(Excerpts from a pointing dataset)
--------------------------------------------------

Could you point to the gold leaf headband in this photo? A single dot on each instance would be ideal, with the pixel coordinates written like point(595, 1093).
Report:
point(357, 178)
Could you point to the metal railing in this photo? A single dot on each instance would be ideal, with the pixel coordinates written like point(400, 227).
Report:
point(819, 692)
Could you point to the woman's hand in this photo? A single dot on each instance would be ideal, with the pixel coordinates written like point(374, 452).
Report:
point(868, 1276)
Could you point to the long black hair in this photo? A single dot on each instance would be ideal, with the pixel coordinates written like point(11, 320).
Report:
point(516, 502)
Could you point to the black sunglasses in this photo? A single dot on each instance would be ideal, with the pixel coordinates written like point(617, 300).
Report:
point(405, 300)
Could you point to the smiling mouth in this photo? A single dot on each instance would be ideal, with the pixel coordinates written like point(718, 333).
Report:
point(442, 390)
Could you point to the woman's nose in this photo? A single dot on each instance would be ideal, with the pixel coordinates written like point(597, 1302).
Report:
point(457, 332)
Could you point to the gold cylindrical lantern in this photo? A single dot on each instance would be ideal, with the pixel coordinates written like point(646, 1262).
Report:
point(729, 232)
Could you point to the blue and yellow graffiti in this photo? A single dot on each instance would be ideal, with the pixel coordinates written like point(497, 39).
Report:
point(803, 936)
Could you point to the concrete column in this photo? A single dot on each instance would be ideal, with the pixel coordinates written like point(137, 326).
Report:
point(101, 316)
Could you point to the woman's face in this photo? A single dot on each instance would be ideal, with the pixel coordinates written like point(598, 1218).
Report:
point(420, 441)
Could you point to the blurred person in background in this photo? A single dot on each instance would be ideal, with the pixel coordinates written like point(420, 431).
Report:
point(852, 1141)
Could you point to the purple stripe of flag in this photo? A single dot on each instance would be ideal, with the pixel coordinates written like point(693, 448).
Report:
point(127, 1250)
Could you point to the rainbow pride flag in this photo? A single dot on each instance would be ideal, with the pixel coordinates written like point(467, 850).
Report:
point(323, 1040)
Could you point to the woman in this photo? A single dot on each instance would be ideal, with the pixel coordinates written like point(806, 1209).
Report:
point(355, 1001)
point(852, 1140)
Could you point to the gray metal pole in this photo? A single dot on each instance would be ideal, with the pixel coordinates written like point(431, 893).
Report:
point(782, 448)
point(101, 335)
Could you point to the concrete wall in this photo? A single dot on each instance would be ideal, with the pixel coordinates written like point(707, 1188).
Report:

--------------------------------------------------

Work to be completed =>
Rewrite the material above with "Report" swapped for "Result" everywhere it occurs, and leave every other line unchanged.

Expected answer =>
Could you point to the gold leaf headband in this photo? A single dot on each instance would be ideal, with the pixel coordinates written like point(595, 1093).
Result:
point(357, 178)
Could you point to the metal railing in this photo? A single dot on each instance would be ideal, with the pixel coordinates written like point(400, 227).
Result:
point(819, 692)
Could you point to the woman's hand in this photo? A single dot on each instance would be ideal, with the pixel coordinates written like point(374, 452).
Result:
point(868, 1276)
Could you point to the long black hair in this photo? A single dot on each instance would be ideal, with the pixel coordinates written like point(11, 320).
Result:
point(516, 502)
Could you point to the black sunglasses in this photo? A single dot on each instance would be ideal, with the pixel coordinates written like point(617, 300).
Result:
point(405, 300)
Could you point to the smiling mouth in this photo? A single dot on each instance would be ideal, with the pixel coordinates written like point(718, 333).
Result:
point(442, 390)
Could you point to the woman's nose in this photo? A single dot on each instance would be ideal, with the pixel coordinates written like point(597, 1302).
Result:
point(457, 332)
Could you point to the gold cylindrical lantern in this photo? A single dot on each instance would be ideal, with the pixel coordinates written like point(646, 1262).
Result:
point(729, 232)
Could you point to the blue and yellow graffiti in this photo? A single dot on each instance would be ideal, with the pixel coordinates written like point(497, 39).
Result:
point(803, 936)
Could you point to the concrete column in this photo? A single dot on each instance would be ideal, with the pixel coordinates written like point(137, 326).
Result:
point(101, 316)
Could you point to the woman's face in this photo? A single dot on each instance would be ideal, with the pixel coordinates written like point(598, 1218).
Result:
point(420, 441)
Could you point to the blurred person in background in this photo? A single dot on each instance would be ideal, with the pixel coordinates written like point(420, 431).
Result:
point(852, 1141)
Could you point to the purple stripe of flag in this photo? A single dot on each instance would be ideal, with the pixel coordinates written like point(693, 448).
Result:
point(127, 1250)
Could you point to the rainbow pride flag in this photo? A single dot on each instance would be ideal, with the pixel coordinates written like point(467, 850).
Result:
point(323, 1040)
Could you point to the woman in this photo? A single dot on each instance would be ideal, with the pixel coordinates written like point(806, 1209).
Result:
point(355, 1001)
point(852, 1140)
Could you point to the gray metal pole in this photo? A single dot on each instance would be ideal, with the pixel coordinates written like point(431, 893).
Result:
point(782, 448)
point(101, 335)
Could you point to the concrete wall in this photo? A single dot on each instance would be ideal, with the pixel coordinates written like point(707, 1188).
Result:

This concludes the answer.